EXCERPTED TEXT ▸

----

Since their first use in die casting 50-plus years ago, robots have spread throughout manufacturing. Today they perform a wide range of duties in many different industries. Thanks to advances in sensor technologies and software, the list of applications for robotics in manufacturing keeps growing.
Some of the newest and most intriguing robots are found in factories, warehouses and distribution centers. Many use conventional industrial manipulators and Cartesian-style robots, but there’s also a new breed of machine on the scene – the self-driving vehicle (SDV). They share underlying technology with their stationary cousins but differ greatly in their intended role.
With high volumes and a limited variety of units to manufacture, the automotive industry has long been the biggest user of robotic solutions. However, usage in electronics (the second-largest market) continues to grow, as it does in metal, rubber and plastics, food processing, and even pharmaceuticals, all thanks to advances in robotics technology.

----

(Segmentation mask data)
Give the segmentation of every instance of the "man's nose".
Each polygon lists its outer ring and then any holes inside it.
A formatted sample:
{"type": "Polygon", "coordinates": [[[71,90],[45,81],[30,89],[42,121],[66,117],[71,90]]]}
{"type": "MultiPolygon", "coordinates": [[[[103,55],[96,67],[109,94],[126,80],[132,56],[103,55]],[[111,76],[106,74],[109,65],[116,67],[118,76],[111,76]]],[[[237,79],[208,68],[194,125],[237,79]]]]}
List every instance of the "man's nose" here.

----

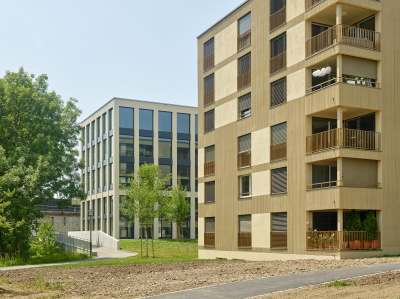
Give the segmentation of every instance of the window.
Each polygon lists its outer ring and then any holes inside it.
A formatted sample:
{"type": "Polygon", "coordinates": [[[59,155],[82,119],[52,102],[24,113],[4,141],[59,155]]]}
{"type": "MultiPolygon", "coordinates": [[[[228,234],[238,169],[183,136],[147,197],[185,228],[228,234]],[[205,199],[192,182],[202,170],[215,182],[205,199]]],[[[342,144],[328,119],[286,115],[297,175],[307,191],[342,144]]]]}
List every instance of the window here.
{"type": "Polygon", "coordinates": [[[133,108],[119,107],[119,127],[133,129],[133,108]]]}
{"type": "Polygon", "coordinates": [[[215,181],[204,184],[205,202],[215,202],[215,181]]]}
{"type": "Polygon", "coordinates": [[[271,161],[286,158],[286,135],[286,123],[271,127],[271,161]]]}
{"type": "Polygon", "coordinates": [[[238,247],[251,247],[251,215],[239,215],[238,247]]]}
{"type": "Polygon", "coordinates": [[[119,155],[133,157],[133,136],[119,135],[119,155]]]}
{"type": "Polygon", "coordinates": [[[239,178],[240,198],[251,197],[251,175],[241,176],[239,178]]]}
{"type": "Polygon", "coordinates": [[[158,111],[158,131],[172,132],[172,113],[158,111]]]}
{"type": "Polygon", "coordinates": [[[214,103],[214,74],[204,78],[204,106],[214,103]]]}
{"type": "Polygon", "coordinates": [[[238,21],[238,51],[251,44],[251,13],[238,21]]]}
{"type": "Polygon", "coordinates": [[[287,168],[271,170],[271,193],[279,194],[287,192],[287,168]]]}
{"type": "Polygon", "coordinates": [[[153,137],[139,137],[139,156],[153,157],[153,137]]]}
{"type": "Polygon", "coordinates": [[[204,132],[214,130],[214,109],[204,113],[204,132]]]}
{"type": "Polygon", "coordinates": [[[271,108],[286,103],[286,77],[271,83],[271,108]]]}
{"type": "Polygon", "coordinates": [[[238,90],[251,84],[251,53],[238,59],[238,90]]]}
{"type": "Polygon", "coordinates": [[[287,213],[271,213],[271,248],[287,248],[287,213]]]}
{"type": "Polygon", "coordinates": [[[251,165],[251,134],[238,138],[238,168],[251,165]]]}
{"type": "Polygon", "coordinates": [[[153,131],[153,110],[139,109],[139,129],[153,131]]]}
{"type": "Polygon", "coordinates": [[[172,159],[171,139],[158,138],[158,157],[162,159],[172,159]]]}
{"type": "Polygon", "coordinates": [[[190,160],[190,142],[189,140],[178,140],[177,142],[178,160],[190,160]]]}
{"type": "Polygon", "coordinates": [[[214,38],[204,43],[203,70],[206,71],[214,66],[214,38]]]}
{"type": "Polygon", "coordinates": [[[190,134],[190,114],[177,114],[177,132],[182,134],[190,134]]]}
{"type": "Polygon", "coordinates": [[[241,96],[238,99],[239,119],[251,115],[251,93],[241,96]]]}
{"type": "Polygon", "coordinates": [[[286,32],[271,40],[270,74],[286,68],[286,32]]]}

----

WHAT TO DO ▸
[a] Answer these questions using the text about robots in manufacturing:
(i) In what process were robots first used, and about how long ago?
(ii) What new kind of machine does the text name, along with its abbreviation?
(iii) Which industry does the text call the second-largest market for robotics?
[b] Resume the text about robots in manufacturing, picking up after its final sentence.
The listing has no connection to the text about robots in manufacturing.

RESULTS BY TASK ▸
[a]
(i) Robots were first used in die casting, more than 50 years ago.
(ii) The self-driving vehicle (SDV).
(iii) Electronics.

[b]
New Applications for Robotics in Manufacturing
Early robots moved end-of-arm tooling through space, following a programmed path. With no ability to deviate or react to unexpected events, they needed highly structured environments. This limited their use to very high-volume applications such as automobile body-in-white welding and painting. The past decade has seen a number of significant advancements:
- The addition of 2-D and 3-D vision systems for locating parts or features in space. With these, there is less of a requirement for precise placement of objects in the work envelope, and the system can handle a product family rather than a single item.
- Force sensing allows control over side loads, enabling applications such as trimming of cast or molded edges and precise assembly work.
- Delta robots are able to perform pick-and-place-type movements at very high speeds, for packaging applications.
- Collaborative robotics in manufacturing (i.e. cobots). Using power- and force-limiting technologies plus sophisticated area sensors eliminates the need for the cage that often separates robots from human workers. This lets robots and humans work together on complex tasks such as assembly.
- Self-Driving Vehicles. An evolution from autonomous guided vehicles (AGV) traditionally used in industrial centers, SDVs use vision technologies and proprietary algorithms to navigate through environments such as factories and warehouses.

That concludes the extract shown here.